VERSO IL GIUBILEO DEL 2000
Dalla restauratio ordinis al mea culpa
(10/99)
La ripetuta esortazione del Papa a fare del Giubileo del 2000 l’occasione
per un grande esame di coscienza dei cattolici su quanto operato dalla
Cristianità fino al 1300 e dal rimanente insieme dei fedeli
da allora fino ad oggi, continua a suscitare qualche discussione.
Con l’approssimarsi del nuovo anno, ognuno cerca di dire la sua su
questa esortazione, la quale, per ciò stesso, si rivela essere sempre
piú problematica soprattutto per la Chiesa, che dovrebbe farla sua.
Non può certo mettersi in dubbio la buona intenzione di S. S.

● Cosa si richiede: Trascrivi parola per parola l'intero estratto sul Giubileo del 2000 riportato qui sopra.

● Dati forniti:
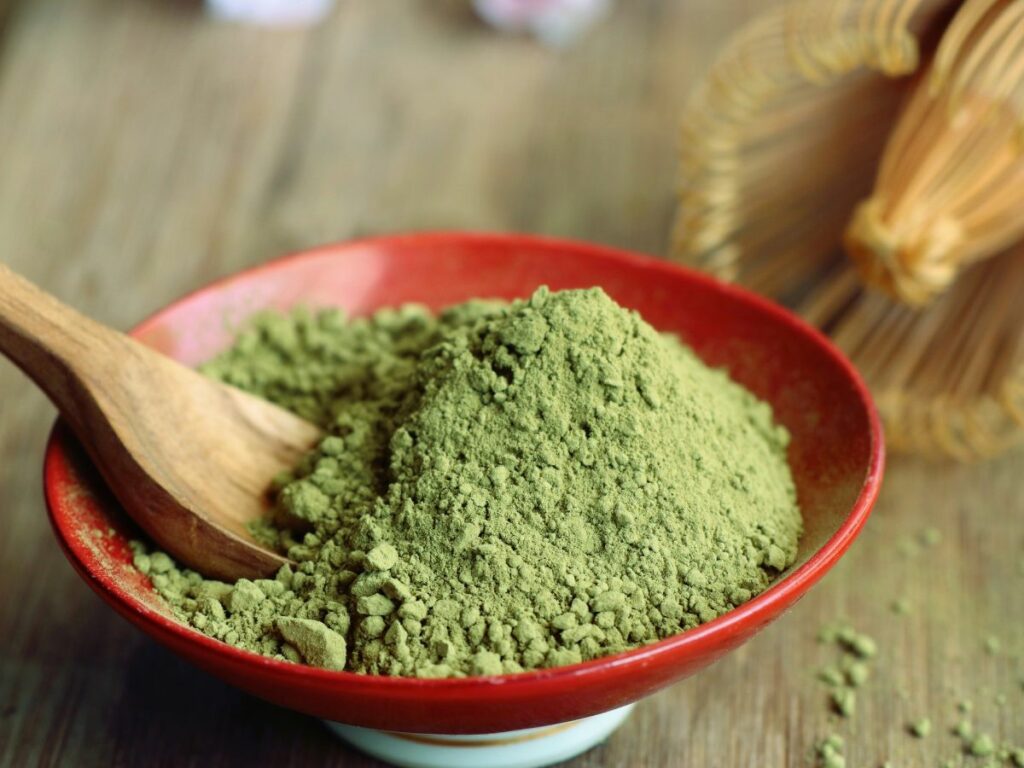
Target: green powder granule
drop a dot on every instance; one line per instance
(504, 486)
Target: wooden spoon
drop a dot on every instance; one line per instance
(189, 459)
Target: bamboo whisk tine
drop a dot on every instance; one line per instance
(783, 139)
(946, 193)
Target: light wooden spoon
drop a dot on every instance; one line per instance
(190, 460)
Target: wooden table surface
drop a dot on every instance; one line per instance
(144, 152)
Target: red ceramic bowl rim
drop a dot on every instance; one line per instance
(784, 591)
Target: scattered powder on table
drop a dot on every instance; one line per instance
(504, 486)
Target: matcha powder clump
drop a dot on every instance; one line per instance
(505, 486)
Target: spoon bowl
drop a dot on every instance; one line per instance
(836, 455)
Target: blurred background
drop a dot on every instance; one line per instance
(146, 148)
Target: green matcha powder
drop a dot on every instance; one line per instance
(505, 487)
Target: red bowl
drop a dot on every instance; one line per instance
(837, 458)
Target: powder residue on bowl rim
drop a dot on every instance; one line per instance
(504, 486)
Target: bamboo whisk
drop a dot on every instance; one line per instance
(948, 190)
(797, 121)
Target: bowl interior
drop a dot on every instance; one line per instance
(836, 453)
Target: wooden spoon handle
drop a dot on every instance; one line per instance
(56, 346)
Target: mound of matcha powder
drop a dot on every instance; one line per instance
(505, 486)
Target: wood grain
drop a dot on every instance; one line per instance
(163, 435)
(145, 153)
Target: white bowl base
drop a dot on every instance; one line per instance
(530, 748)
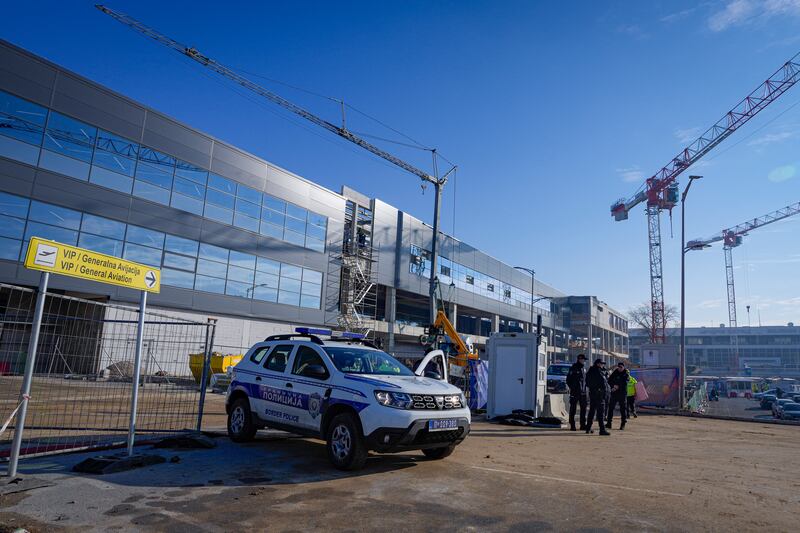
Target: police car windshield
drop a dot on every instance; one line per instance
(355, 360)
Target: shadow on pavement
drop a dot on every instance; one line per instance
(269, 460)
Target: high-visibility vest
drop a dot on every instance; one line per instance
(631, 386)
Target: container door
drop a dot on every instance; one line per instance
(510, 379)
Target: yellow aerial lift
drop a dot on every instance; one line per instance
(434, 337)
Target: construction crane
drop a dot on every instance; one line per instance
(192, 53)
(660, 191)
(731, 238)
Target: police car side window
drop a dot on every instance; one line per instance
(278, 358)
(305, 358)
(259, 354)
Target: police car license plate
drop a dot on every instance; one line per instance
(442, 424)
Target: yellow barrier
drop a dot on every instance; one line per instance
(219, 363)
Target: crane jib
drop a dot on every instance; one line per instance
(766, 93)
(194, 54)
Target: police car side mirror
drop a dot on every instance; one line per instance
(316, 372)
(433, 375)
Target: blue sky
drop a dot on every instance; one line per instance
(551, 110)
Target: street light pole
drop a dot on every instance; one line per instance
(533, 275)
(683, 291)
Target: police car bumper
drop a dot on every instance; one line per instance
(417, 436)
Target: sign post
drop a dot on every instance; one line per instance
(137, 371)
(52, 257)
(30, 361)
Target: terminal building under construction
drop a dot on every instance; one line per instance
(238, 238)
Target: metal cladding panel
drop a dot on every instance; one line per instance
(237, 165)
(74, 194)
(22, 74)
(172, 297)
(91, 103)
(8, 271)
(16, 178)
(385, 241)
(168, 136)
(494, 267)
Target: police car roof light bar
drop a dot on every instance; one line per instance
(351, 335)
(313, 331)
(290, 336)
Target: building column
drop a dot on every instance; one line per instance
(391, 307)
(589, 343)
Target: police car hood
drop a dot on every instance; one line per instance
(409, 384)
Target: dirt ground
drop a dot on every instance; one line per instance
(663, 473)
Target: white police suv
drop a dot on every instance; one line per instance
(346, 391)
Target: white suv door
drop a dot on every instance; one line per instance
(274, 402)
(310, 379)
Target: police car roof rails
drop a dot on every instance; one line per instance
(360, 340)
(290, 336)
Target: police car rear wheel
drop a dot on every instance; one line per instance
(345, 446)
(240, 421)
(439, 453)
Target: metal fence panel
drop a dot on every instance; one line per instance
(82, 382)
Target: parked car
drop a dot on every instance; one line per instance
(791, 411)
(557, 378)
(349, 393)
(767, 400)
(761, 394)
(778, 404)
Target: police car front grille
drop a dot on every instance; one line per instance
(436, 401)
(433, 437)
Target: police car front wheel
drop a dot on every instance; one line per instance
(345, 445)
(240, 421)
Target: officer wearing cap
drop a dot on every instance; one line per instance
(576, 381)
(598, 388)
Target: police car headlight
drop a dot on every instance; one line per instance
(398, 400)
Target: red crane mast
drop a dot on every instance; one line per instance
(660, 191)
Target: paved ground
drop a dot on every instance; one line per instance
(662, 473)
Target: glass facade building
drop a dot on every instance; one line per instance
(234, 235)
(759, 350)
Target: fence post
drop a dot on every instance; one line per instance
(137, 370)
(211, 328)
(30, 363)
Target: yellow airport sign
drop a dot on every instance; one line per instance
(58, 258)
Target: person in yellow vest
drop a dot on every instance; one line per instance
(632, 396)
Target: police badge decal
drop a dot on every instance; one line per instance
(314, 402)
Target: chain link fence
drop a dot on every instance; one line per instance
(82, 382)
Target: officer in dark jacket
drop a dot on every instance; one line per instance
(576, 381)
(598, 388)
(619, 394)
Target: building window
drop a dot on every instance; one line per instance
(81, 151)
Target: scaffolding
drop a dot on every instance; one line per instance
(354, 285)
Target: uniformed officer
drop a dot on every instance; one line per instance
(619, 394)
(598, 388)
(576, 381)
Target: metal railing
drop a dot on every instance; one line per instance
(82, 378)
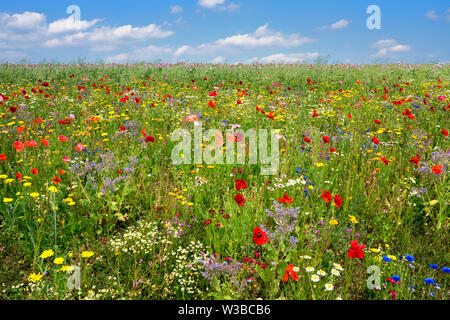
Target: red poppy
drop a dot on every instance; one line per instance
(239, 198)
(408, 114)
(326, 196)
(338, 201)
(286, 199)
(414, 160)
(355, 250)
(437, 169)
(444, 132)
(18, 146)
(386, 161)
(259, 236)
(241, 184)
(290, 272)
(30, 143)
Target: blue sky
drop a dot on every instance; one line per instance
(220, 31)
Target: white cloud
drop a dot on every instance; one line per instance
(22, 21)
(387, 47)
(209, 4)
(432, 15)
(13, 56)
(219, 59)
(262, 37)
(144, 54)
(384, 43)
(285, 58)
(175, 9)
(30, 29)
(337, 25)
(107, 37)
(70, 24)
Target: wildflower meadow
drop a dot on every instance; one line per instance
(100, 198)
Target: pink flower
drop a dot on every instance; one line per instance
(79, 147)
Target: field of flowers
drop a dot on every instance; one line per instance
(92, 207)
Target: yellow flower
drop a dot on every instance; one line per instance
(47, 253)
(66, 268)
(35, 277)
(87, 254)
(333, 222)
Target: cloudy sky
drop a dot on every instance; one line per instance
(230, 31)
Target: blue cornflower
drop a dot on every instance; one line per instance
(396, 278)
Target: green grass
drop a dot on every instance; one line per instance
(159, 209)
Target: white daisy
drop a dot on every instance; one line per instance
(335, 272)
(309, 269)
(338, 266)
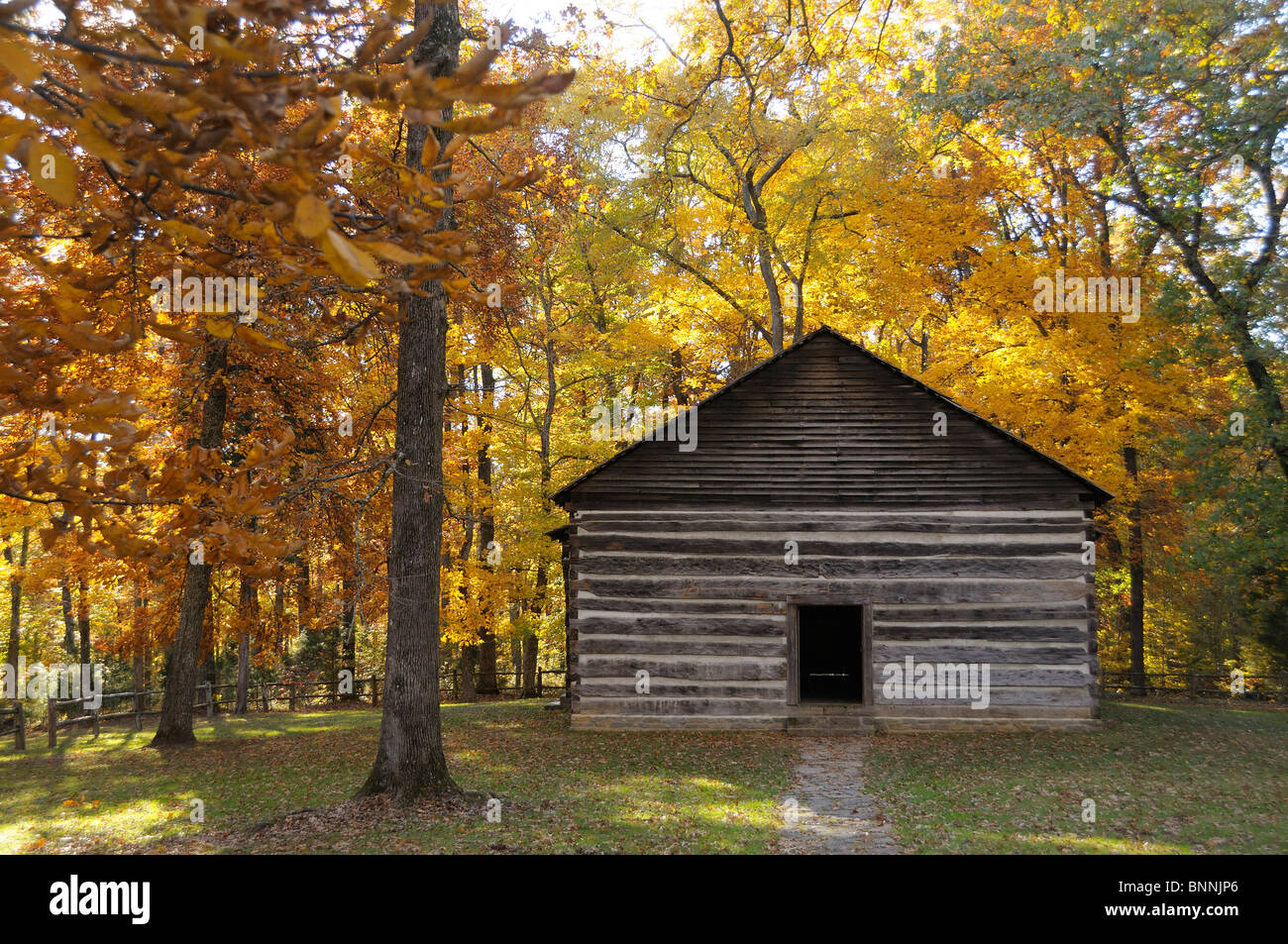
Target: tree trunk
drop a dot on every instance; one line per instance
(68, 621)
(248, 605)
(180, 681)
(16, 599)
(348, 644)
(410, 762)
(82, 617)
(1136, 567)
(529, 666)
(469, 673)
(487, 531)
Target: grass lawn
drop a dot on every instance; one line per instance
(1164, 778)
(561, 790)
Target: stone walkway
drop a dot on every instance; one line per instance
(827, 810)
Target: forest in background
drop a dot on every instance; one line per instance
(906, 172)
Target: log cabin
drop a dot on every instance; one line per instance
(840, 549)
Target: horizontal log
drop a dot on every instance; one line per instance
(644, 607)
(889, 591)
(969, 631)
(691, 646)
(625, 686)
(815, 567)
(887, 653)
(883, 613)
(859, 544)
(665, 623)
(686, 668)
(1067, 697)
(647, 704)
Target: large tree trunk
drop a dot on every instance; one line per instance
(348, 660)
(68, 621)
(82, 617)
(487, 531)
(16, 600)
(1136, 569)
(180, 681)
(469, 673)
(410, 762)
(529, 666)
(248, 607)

● Soluzione del problema:
VERSO IL GIUBILEO DEL 2000
Dalla restauratio ordinis al mea culpa
(10/99)
La ripetuta esortazione del Papa a fare del Giubileo del 2000 l’occasione
per un grande esame di coscienza dei cattolici su quanto operato dalla
Cristianità fino al 1300 e dal rimanente insieme dei fedeli
da allora fino ad oggi, continua a suscitare qualche discussione.
Con l’approssimarsi del nuovo anno, ognuno cerca di dire la sua su
questa esortazione, la quale, per ciò stesso, si rivela essere sempre
piú problematica soprattutto per la Chiesa, che dovrebbe farla sua.
Non può certo mettersi in dubbio la buona intenzione di S. S.